▶ Task
Copy the lines below word for word, beginning with the line that contains "Thank you for the photo. Could you tag the shirt sleeve" and continuing through the end of the records.

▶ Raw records
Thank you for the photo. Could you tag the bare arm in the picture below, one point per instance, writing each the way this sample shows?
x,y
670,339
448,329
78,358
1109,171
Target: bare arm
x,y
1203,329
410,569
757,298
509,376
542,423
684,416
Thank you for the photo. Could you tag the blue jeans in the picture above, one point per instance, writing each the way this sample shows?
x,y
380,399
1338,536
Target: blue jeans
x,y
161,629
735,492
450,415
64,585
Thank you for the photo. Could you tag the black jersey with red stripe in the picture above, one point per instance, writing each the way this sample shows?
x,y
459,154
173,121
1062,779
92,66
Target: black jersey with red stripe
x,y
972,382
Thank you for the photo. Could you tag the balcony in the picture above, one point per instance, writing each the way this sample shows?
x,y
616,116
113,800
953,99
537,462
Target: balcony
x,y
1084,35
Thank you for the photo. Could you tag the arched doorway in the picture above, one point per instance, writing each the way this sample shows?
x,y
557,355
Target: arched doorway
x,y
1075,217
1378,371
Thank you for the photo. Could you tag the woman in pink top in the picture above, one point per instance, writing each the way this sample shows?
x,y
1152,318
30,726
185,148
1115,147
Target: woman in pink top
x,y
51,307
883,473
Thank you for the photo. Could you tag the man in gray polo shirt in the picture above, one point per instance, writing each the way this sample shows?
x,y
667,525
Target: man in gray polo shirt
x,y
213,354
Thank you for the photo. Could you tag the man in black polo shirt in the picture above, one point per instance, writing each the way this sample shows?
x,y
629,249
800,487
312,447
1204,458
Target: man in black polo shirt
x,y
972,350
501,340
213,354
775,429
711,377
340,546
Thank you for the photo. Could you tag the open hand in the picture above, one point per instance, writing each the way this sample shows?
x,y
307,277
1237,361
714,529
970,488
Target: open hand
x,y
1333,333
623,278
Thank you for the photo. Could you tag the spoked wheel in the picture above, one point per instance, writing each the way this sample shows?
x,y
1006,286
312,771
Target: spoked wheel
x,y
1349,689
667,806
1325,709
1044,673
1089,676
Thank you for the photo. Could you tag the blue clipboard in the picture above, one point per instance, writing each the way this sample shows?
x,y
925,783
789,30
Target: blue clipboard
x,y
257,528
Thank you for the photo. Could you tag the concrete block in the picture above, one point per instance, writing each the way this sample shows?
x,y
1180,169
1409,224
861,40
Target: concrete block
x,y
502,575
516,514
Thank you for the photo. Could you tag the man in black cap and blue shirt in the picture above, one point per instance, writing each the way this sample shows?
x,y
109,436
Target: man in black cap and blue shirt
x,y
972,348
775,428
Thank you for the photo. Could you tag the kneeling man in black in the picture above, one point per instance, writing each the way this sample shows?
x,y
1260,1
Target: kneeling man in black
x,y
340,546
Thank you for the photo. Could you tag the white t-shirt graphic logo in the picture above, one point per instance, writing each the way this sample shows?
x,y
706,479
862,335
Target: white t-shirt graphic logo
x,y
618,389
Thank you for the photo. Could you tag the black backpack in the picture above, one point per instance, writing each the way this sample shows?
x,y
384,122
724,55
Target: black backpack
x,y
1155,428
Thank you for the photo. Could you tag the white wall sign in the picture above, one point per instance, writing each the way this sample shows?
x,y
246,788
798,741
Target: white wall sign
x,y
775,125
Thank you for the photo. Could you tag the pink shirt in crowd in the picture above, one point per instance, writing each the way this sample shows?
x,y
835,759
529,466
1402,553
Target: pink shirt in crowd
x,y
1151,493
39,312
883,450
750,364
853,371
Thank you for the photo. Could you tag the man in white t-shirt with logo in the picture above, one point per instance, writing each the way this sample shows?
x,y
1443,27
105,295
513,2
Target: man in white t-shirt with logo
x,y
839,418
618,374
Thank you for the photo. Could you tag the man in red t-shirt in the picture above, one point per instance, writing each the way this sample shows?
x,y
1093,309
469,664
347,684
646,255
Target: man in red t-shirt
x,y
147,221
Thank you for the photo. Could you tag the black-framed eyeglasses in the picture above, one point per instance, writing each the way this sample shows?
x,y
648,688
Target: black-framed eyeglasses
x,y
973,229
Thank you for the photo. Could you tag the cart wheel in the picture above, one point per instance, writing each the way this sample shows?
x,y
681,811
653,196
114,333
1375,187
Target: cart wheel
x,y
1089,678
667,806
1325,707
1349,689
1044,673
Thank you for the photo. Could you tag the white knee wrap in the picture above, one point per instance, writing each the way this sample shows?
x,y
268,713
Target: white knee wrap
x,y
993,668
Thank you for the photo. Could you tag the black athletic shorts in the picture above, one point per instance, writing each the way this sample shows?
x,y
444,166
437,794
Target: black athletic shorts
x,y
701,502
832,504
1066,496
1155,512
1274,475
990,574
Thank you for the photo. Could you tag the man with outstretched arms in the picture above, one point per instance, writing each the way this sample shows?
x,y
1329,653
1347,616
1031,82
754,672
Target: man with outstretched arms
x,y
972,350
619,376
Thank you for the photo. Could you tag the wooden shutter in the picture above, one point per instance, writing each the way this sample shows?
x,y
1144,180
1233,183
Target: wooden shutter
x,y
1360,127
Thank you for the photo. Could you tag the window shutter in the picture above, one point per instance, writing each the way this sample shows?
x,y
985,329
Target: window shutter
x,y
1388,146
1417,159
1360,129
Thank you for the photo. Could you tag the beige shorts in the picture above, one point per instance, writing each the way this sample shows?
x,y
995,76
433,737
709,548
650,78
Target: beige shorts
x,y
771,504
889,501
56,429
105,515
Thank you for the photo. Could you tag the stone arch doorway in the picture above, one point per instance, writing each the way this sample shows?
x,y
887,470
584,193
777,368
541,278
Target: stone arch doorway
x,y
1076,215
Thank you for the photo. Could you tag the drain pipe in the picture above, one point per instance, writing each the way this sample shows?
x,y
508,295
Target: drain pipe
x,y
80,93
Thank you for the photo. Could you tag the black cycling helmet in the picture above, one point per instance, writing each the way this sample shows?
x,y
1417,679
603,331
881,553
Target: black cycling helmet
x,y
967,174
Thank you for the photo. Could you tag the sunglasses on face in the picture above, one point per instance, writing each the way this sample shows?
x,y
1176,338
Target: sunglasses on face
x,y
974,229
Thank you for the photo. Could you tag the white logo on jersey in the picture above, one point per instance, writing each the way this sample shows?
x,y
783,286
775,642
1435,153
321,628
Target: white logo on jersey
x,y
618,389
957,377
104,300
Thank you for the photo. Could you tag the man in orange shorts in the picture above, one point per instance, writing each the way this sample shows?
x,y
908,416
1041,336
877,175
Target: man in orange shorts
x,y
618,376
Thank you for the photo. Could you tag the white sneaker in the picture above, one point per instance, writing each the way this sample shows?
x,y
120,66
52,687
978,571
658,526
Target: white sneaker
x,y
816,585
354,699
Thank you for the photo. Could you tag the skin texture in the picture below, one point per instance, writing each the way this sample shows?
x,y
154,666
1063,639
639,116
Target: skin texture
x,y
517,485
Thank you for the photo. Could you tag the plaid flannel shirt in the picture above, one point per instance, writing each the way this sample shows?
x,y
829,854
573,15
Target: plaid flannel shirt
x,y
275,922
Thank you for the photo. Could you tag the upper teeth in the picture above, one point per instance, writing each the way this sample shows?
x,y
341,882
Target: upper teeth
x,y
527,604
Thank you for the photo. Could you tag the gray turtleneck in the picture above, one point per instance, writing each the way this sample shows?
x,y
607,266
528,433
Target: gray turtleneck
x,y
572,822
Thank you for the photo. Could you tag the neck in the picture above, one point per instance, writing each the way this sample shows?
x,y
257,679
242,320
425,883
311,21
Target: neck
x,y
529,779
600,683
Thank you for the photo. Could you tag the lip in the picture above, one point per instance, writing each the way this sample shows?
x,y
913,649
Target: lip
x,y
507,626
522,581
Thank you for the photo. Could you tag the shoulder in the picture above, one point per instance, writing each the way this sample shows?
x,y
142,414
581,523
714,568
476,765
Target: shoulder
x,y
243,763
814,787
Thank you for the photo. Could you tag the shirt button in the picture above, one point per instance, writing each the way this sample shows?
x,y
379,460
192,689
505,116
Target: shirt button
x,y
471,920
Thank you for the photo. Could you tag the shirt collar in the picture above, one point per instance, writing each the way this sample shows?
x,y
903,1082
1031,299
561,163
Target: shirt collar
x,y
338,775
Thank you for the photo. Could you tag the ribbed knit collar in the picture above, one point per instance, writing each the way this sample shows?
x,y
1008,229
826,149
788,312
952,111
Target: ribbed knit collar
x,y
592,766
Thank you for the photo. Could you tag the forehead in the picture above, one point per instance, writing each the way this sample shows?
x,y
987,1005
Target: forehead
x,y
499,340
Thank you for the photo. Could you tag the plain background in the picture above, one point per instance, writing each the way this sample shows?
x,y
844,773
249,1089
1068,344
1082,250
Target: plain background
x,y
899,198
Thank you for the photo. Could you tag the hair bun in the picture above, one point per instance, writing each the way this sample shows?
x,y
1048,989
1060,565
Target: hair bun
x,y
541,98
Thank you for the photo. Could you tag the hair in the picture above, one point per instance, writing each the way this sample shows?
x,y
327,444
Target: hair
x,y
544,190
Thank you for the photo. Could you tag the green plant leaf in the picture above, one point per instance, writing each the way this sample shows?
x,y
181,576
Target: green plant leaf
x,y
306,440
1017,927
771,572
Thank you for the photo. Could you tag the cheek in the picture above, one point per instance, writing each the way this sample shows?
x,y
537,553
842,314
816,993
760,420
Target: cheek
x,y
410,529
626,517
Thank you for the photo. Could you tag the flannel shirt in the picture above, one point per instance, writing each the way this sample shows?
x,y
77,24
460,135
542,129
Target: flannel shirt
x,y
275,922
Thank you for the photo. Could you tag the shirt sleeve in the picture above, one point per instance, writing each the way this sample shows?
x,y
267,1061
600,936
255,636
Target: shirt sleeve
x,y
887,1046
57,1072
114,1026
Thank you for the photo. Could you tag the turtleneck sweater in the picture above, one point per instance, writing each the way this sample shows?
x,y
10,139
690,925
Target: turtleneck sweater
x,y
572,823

▶ Answer to the task
Thank you for the photo. Could you tag the shirt sleeve in the picture above, one point per instance, writing each the way this sample shows?
x,y
267,1061
600,936
255,636
Target: shirt sleeve
x,y
887,1046
57,1072
114,1026
Thank you for the photo. Could you tag the turtleneck sweater in the picture above, one point per instance, writing each the way this sample shows?
x,y
10,139
690,925
Target: turtleneck sweater
x,y
572,823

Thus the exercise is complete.